**EXERCISE PROMPT**.
Go through the records and show each line where the word "below" occurs.

┌─ INPUT DATA

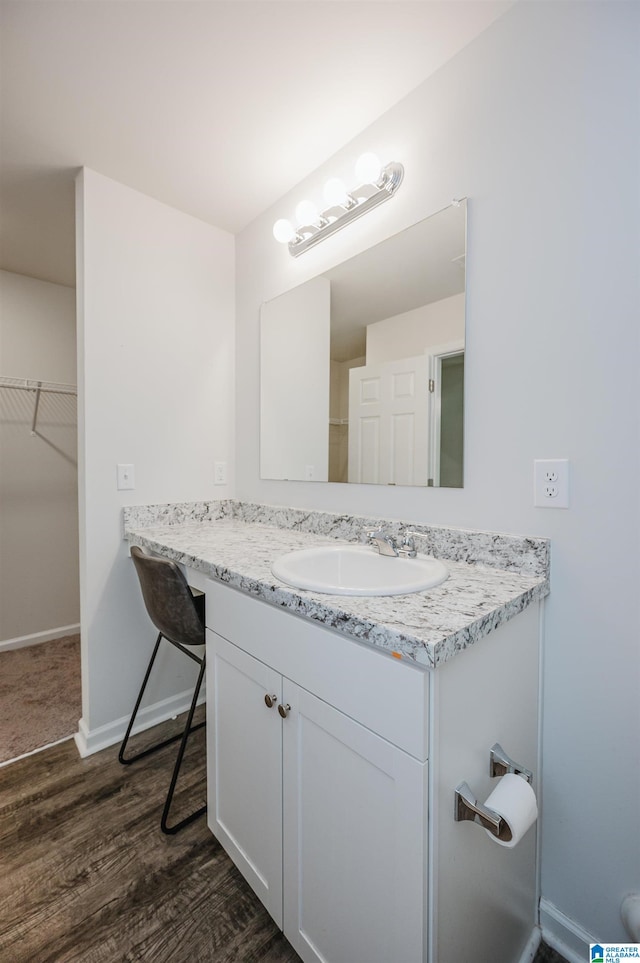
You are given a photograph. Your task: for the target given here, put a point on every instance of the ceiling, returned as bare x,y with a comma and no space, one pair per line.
215,107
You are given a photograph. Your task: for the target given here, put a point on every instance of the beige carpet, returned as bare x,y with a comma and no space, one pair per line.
40,699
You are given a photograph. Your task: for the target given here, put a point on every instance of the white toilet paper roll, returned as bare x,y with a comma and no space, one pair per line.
514,800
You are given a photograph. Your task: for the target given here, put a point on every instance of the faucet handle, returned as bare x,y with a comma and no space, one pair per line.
408,546
383,542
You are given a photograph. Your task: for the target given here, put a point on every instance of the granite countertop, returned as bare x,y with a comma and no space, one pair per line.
237,543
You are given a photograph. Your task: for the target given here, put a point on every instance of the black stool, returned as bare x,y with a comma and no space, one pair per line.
179,617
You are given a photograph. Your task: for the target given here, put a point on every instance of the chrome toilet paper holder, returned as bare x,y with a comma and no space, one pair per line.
467,807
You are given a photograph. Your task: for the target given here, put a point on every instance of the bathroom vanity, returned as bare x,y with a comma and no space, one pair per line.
339,728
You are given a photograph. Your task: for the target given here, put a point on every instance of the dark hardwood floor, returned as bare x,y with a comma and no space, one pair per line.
86,876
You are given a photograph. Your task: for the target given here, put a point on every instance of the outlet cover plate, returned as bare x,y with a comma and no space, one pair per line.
551,483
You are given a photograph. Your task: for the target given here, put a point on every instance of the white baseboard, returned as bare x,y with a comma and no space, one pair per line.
89,741
564,935
23,641
528,955
32,752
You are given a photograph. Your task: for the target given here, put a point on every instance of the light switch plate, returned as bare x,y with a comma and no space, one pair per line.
126,477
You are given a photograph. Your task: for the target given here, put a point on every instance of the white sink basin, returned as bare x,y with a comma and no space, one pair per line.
357,570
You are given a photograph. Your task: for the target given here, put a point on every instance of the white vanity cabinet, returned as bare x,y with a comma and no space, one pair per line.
339,812
321,812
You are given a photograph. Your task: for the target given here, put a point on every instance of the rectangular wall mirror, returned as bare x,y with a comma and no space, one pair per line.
362,368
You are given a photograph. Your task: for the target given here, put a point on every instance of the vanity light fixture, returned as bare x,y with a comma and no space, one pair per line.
377,183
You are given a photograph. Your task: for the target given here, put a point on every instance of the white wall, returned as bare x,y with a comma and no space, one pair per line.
414,332
39,596
294,383
155,361
537,123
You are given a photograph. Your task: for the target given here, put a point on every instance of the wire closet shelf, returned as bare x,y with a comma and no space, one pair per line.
37,387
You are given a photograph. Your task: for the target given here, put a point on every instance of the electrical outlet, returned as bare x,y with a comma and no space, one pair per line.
551,483
126,477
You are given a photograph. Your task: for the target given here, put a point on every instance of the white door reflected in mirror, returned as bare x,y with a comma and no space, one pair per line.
362,368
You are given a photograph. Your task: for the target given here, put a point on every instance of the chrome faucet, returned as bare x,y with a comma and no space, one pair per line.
384,543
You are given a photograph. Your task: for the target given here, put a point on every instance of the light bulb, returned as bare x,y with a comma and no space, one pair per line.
368,169
306,213
335,192
283,231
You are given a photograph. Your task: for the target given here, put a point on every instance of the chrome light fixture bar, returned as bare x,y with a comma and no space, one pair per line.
377,185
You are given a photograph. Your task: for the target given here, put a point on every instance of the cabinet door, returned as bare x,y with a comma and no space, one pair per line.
354,839
244,767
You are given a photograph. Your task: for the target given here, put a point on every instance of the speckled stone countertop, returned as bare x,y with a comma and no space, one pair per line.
492,577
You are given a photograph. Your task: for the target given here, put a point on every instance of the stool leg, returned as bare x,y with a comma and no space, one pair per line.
170,830
121,758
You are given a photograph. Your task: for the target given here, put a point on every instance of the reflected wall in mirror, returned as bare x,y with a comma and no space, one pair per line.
362,368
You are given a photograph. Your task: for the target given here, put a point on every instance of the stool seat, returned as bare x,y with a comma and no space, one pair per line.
178,615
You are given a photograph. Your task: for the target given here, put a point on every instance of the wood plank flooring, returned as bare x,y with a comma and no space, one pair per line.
86,876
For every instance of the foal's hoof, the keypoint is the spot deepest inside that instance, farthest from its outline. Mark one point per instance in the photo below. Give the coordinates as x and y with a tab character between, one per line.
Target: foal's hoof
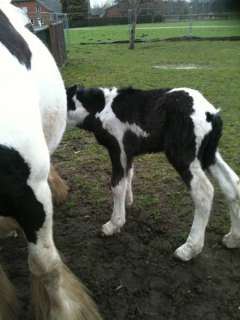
186	252
129	200
108	229
230	241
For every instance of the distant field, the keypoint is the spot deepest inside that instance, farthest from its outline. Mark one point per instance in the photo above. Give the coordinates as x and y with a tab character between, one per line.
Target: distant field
154	31
132	275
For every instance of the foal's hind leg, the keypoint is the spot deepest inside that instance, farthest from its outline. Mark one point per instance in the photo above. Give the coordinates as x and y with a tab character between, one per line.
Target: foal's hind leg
202	195
119	190
129	193
230	185
8	298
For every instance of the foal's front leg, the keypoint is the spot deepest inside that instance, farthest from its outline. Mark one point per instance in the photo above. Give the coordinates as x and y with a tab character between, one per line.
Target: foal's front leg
119	190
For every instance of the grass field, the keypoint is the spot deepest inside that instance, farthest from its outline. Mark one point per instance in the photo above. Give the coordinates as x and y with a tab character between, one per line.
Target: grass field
154	31
132	275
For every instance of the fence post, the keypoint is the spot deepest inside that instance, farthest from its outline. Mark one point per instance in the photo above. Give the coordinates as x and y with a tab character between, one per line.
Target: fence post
57	42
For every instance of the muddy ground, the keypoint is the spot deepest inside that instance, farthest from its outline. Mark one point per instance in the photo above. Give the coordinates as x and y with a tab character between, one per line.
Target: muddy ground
133	275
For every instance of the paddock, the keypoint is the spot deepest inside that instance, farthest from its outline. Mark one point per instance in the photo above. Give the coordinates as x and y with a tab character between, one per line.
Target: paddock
133	275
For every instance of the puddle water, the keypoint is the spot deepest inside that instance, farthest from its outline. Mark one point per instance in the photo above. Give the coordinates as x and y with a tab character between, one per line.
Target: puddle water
178	66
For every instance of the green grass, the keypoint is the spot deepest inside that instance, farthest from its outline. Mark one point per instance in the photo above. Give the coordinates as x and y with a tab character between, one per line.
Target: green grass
116	65
154	31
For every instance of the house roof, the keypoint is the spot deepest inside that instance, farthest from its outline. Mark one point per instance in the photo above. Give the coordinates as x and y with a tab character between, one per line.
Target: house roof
51	5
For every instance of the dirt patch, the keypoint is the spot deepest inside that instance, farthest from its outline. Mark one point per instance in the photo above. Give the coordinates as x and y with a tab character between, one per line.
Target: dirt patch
133	275
178	67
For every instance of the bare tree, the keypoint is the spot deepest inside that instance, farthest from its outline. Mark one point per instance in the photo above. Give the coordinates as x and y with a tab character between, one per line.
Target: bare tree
133	13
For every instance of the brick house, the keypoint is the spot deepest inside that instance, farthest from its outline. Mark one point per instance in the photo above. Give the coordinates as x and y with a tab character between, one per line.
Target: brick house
118	10
39	6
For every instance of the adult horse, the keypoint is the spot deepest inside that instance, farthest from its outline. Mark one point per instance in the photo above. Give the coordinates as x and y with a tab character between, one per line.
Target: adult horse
32	122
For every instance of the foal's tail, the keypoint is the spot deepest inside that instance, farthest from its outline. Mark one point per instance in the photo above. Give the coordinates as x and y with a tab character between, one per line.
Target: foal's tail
209	145
8	298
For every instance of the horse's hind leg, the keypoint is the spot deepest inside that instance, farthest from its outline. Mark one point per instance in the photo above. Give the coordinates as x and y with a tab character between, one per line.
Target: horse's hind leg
58	186
26	197
57	293
8	227
8	298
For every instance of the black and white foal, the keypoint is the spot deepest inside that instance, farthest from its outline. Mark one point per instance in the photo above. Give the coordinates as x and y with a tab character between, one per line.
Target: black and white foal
179	122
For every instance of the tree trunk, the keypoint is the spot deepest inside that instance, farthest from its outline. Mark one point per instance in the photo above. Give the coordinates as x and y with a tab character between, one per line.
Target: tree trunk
133	28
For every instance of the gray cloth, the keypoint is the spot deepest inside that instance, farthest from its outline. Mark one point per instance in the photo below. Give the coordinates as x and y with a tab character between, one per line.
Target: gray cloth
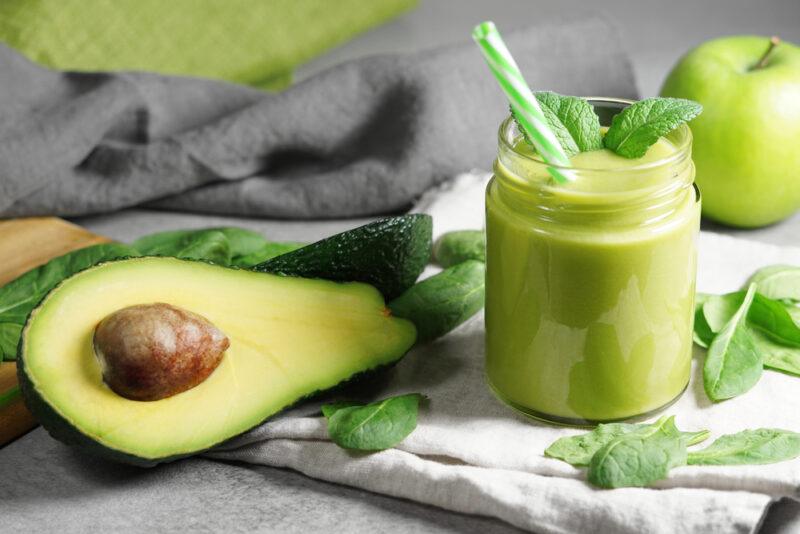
363	138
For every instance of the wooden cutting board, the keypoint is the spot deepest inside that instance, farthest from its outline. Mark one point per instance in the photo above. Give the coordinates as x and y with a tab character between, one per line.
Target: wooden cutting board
25	244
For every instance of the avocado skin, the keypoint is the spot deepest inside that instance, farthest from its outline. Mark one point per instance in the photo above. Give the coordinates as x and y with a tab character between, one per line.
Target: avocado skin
60	429
388	254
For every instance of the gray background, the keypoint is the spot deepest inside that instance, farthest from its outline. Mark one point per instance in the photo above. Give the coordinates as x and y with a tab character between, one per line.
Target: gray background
205	495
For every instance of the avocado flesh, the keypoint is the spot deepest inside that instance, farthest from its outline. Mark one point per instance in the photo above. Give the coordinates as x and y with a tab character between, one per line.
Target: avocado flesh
289	338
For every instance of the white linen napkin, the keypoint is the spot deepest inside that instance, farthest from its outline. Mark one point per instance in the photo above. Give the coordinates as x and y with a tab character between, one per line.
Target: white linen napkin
472	454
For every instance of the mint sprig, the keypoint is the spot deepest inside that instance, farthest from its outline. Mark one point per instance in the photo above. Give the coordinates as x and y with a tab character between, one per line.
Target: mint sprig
637	127
572	119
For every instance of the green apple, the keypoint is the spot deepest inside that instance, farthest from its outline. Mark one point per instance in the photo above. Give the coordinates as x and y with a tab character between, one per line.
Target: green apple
747	140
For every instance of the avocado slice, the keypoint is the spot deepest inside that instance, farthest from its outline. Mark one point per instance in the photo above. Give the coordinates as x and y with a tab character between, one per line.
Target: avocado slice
389	254
289	338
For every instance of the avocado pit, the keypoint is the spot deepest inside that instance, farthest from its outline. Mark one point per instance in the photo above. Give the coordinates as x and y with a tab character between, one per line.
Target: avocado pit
149	352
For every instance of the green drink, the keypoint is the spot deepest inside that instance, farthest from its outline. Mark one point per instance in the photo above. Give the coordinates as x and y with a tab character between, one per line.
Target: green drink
590	284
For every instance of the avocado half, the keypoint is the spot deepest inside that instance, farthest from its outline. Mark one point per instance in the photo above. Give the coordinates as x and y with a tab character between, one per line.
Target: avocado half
289	338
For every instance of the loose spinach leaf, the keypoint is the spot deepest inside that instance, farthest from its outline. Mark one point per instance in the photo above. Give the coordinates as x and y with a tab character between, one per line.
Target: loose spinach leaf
374	427
760	446
579	450
733	364
640	125
267	251
230	246
572	120
771	317
20	296
778	282
240	240
453	248
778	357
209	245
440	303
639	457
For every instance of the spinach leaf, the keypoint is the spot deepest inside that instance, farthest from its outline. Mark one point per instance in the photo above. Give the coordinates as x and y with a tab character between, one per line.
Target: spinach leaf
209	245
267	251
778	282
639	457
778	357
440	303
760	446
230	246
374	427
20	296
453	248
771	317
579	450
733	364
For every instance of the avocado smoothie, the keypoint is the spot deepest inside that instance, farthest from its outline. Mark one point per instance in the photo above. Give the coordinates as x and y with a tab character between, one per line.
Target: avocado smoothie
590	283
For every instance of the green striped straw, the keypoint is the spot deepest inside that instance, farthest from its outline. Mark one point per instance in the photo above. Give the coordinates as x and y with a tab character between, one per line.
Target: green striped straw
525	106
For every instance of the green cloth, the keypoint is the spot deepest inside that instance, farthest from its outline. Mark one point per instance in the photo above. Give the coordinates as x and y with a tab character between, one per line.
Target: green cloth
254	42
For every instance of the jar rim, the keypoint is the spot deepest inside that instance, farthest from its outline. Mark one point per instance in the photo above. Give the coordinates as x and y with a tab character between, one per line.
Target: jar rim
680	150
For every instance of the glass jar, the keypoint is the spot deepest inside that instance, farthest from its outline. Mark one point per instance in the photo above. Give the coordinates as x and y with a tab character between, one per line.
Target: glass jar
590	284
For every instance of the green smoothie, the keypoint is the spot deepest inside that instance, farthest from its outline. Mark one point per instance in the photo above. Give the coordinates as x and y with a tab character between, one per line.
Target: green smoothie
590	285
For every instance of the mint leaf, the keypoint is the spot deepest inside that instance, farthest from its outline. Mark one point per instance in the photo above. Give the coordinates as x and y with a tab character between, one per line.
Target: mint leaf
374	427
733	364
640	125
640	457
573	121
759	446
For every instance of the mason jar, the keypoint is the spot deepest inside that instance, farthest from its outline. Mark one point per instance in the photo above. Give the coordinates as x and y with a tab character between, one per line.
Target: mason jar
590	284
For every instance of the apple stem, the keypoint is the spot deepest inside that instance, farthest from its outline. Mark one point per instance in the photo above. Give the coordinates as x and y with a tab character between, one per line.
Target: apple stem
773	42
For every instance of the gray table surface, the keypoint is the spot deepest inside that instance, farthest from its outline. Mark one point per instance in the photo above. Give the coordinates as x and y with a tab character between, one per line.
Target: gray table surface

└─

**ANSWER**.
For every instance of the foal's hoof, the keypoint is the spot deepest inside that instance, farthest from its outline. Mark one point per instance in the photo below. Give the coordinates as x and y with a tab character between, one per line.
For every instance of the gray cloth, the keypoint is the spot deepest inside that instance, farthest from its outline. Mark one point per instance in the photo below. Give the coordinates as x and y with a tab character between, one per line.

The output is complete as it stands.